PROBLEM REQUIREMENTS: Please print each entry below exactly as it stands, but without any pictures.

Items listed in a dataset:
[Start of Attachment]
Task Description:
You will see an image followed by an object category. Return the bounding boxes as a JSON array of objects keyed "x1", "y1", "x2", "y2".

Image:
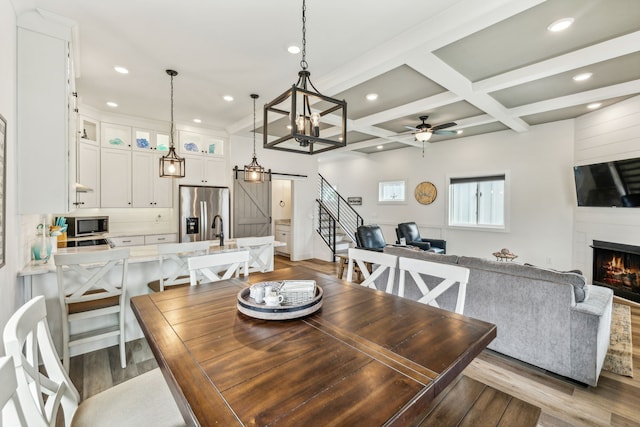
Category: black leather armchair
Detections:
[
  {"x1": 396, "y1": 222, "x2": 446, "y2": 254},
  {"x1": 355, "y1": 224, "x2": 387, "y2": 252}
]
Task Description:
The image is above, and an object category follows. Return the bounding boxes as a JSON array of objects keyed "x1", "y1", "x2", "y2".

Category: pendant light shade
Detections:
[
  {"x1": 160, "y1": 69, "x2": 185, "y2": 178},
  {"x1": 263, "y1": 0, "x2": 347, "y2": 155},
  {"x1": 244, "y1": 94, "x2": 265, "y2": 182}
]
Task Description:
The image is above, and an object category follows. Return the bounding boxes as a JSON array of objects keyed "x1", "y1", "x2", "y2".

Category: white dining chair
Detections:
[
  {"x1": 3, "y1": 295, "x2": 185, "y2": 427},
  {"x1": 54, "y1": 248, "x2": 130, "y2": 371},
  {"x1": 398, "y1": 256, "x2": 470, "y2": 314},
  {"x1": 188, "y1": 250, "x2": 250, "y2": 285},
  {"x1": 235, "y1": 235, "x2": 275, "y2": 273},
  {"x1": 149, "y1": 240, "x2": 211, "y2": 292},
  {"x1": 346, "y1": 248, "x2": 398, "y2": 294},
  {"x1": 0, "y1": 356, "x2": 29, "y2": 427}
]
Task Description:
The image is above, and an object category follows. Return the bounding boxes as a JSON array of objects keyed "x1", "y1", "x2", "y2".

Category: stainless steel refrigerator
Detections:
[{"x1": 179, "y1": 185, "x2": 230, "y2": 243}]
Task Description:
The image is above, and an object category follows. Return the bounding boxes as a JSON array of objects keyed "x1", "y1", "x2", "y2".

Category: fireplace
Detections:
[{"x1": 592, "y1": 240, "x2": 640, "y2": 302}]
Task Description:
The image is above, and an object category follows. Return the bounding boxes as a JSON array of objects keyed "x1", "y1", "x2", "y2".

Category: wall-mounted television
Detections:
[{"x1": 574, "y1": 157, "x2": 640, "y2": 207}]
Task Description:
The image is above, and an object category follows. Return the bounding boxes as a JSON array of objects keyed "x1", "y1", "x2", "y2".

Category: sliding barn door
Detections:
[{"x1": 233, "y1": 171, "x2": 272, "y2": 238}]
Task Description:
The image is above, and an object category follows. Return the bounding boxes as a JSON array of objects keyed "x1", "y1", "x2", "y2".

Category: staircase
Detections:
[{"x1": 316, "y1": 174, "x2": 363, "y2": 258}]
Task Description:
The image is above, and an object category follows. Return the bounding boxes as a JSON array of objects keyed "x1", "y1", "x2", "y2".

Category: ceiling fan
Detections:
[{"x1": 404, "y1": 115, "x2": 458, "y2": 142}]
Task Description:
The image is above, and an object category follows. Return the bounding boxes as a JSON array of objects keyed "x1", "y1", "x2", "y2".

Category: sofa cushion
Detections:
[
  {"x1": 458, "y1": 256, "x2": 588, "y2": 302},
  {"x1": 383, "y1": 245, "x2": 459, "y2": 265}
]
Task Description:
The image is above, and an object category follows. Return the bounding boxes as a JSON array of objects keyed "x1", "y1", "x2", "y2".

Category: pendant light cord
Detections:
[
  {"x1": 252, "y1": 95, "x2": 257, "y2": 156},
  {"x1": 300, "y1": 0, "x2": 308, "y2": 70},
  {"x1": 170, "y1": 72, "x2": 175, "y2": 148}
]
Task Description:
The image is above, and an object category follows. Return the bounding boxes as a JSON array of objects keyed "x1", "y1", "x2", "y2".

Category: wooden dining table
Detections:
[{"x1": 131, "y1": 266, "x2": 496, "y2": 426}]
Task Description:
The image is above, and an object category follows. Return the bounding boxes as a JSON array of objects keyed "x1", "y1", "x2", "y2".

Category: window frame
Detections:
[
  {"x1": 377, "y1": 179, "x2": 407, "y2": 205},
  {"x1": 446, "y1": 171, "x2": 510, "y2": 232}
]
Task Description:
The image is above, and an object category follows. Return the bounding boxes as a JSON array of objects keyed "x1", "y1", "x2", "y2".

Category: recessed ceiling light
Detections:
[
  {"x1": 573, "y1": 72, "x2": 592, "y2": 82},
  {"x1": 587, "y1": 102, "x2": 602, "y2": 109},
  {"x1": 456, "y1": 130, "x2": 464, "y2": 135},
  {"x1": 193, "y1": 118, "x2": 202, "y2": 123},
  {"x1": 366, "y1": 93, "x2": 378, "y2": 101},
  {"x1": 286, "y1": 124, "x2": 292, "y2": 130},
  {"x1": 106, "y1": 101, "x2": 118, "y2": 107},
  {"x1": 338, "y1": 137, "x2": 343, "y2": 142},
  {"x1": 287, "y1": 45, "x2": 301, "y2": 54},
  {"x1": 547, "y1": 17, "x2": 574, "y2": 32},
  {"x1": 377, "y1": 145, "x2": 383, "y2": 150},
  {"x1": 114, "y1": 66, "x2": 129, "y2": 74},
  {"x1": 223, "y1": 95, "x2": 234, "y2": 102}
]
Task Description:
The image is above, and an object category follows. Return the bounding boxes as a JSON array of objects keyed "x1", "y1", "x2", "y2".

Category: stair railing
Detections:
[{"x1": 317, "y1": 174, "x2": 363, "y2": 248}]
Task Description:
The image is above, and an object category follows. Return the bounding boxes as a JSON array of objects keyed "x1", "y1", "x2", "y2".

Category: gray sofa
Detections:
[End of Attachment]
SOLUTION TO THIS PROBLEM:
Task Description:
You will see an image followed by an object category. Return the bounding boxes as a JSON array of objects keyed "x1", "y1", "x2", "y2".

Image:
Category: black leather armchair
Detections:
[
  {"x1": 396, "y1": 222, "x2": 446, "y2": 254},
  {"x1": 355, "y1": 224, "x2": 387, "y2": 252}
]
Task Description:
The image is above, and an object category follows. Return the bounding boxes as a JSON array of objects keyed "x1", "y1", "x2", "y2".

Category: pendant light shade
Detections:
[
  {"x1": 160, "y1": 69, "x2": 185, "y2": 178},
  {"x1": 263, "y1": 0, "x2": 347, "y2": 155},
  {"x1": 244, "y1": 94, "x2": 265, "y2": 182}
]
Task Description:
The image is above, and an object category follows. Return the bounding boxes as a JSON array of objects keyed "x1", "y1", "x2", "y2".

Category: white dining chair
Detections:
[
  {"x1": 3, "y1": 295, "x2": 185, "y2": 427},
  {"x1": 54, "y1": 248, "x2": 130, "y2": 371},
  {"x1": 398, "y1": 256, "x2": 470, "y2": 314},
  {"x1": 188, "y1": 250, "x2": 250, "y2": 285},
  {"x1": 235, "y1": 235, "x2": 275, "y2": 273},
  {"x1": 149, "y1": 240, "x2": 211, "y2": 292},
  {"x1": 346, "y1": 248, "x2": 398, "y2": 294},
  {"x1": 0, "y1": 356, "x2": 29, "y2": 427}
]
Task Description:
The image is above, and an object category follows. Return the bounding boxes as a JSON array of objects keyed "x1", "y1", "x2", "y2".

Category: stainless steel refrigerator
Detections:
[{"x1": 179, "y1": 185, "x2": 230, "y2": 243}]
Task Description:
The image is above, and an object category follows. Return the bounding boxes as a JSON array of objects keyed "x1", "y1", "x2", "y2".

Category: fireplace
Detections:
[{"x1": 592, "y1": 240, "x2": 640, "y2": 302}]
Task Description:
The image is above, and an object category follows. Return the bounding boxes as a JSON array of objects keyed "x1", "y1", "x2", "y2".

Category: wall-mounted television
Detections:
[{"x1": 574, "y1": 157, "x2": 640, "y2": 207}]
Task Description:
The image is above, and an object category follows. Return the bounding boxes as a JSON array of objects keyed "x1", "y1", "x2", "y2".

Category: sliding barn door
Detections:
[{"x1": 233, "y1": 171, "x2": 272, "y2": 238}]
Task Description:
The image is above, and an object category follows. Return the bounding boxes as a JSON array of objects keyed "x1", "y1", "x2", "y2".

Category: staircase
Detections:
[{"x1": 316, "y1": 174, "x2": 363, "y2": 258}]
Task Description:
The image is above, and an object category follows. Return the bounding boxes as a JSON array of objects keyed "x1", "y1", "x2", "y2".

Category: ceiling fan
Detections:
[{"x1": 404, "y1": 115, "x2": 458, "y2": 142}]
Task Description:
The image is above, and an object category follows. Return the bounding boxes as a JSON array of objects keyed "x1", "y1", "x2", "y2".

Category: sofa cushion
Detections:
[
  {"x1": 458, "y1": 256, "x2": 588, "y2": 302},
  {"x1": 383, "y1": 245, "x2": 459, "y2": 265}
]
Task Description:
The image is above, and an object category follows. Return the bounding boxes as a JSON array of objects keyed "x1", "y1", "x2", "y2".

Category: pendant light cord
Detections:
[
  {"x1": 252, "y1": 95, "x2": 257, "y2": 156},
  {"x1": 300, "y1": 0, "x2": 308, "y2": 70},
  {"x1": 170, "y1": 72, "x2": 175, "y2": 148}
]
Task Description:
The image is above, and an object category follows. Return the bounding boxes as a JSON array of objects keyed "x1", "y1", "x2", "y2".

Category: wooden dining table
Detections:
[{"x1": 131, "y1": 266, "x2": 496, "y2": 426}]
Task Description:
The image is above, and an object category follows. Return the bounding boxes as a JSON array of objects keyed "x1", "y1", "x2", "y2".

Category: window frame
Detections:
[
  {"x1": 377, "y1": 179, "x2": 407, "y2": 205},
  {"x1": 446, "y1": 171, "x2": 510, "y2": 232}
]
Task Description:
The image is above, and an object category follows. Return the bounding boxes as a JSON array of objects keyed "x1", "y1", "x2", "y2".

Category: recessed ceiling light
Detections:
[
  {"x1": 573, "y1": 72, "x2": 592, "y2": 82},
  {"x1": 587, "y1": 102, "x2": 602, "y2": 109},
  {"x1": 456, "y1": 130, "x2": 464, "y2": 135},
  {"x1": 193, "y1": 118, "x2": 202, "y2": 123},
  {"x1": 366, "y1": 93, "x2": 378, "y2": 101},
  {"x1": 286, "y1": 124, "x2": 292, "y2": 130},
  {"x1": 106, "y1": 101, "x2": 118, "y2": 107},
  {"x1": 338, "y1": 137, "x2": 343, "y2": 142},
  {"x1": 287, "y1": 45, "x2": 301, "y2": 54},
  {"x1": 547, "y1": 17, "x2": 574, "y2": 32},
  {"x1": 377, "y1": 145, "x2": 383, "y2": 150},
  {"x1": 114, "y1": 66, "x2": 129, "y2": 74},
  {"x1": 223, "y1": 95, "x2": 234, "y2": 102}
]
Task Description:
The image is above, and an object category follows. Return the bounding boxes as a JSON array of objects keyed "x1", "y1", "x2", "y2".

Category: stair railing
Detections:
[{"x1": 317, "y1": 174, "x2": 363, "y2": 248}]
Task Description:
The image is above, and an object category follows. Return the bounding boxes as a JSON array of objects keyed "x1", "y1", "x2", "y2".

Category: gray sofa
Detections:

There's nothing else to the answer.